Exercise:
The line containing "of the window" and every line after it through the end of the records: return those exactly, and nothing more.

Point localization data:
▶

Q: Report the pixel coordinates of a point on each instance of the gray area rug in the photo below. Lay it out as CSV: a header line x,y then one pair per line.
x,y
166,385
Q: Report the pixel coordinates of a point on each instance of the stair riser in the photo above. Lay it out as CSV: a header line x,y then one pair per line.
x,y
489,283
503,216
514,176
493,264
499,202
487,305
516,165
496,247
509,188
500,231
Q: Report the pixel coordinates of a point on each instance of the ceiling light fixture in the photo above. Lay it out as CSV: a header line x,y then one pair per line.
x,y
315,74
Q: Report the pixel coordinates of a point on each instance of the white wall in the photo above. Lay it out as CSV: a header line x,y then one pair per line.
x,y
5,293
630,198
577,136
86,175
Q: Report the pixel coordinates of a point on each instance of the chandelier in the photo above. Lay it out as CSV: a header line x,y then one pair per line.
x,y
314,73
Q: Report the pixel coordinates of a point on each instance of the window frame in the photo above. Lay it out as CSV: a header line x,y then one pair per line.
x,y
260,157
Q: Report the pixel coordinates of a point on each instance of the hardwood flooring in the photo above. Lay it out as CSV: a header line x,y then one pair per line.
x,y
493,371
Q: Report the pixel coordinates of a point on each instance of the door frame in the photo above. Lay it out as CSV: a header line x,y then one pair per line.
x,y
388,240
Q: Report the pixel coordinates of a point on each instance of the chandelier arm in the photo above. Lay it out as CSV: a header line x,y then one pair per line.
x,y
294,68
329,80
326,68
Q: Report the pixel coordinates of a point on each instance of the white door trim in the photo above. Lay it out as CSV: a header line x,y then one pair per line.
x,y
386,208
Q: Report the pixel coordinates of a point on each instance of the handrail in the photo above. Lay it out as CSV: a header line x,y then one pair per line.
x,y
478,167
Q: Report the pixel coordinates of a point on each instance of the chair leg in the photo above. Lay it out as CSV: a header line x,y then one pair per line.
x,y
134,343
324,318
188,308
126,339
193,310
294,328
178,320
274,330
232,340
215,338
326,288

◀

Problem solution:
Q: Report the pixel coordinates of a point on each instance of the window frame in the photo above. Lay it out as CSV: a header line x,y then one pair per line.
x,y
260,157
Q: Report the pixel coordinates of a point on each instance of the hardwood flooring in the photo above. Lay it out as CSV: a header line x,y then one pair per line.
x,y
493,371
Q: Report the pixel coordinates of a point on each instance of the door frame in the photo above. Lay it out as CSV: a header line x,y then one pair per line.
x,y
388,240
Q: Report the pixel coordinates of a point on each instance of the chandelier arm in the photo above. Lay it out as CSV: a header line x,y then one pair per line.
x,y
294,68
329,80
326,68
Q: Report the pixel coordinates of a point on each instance of the white door trim in the photo above. Lay it out as CSV: a header line x,y then one pair per line.
x,y
386,208
Q: Report the pixel coordinates of a point on each instance of the handrail in the photo above. Lay it out as CSV: a header line x,y then one pair per line.
x,y
478,167
Q: Report the pixel coordinates of a point on each instance of the chair leg in the photo above. Lay it out as CSV: a header line x,y then one pair per line.
x,y
134,343
324,318
188,308
126,339
193,310
294,328
178,320
274,330
232,340
215,338
326,288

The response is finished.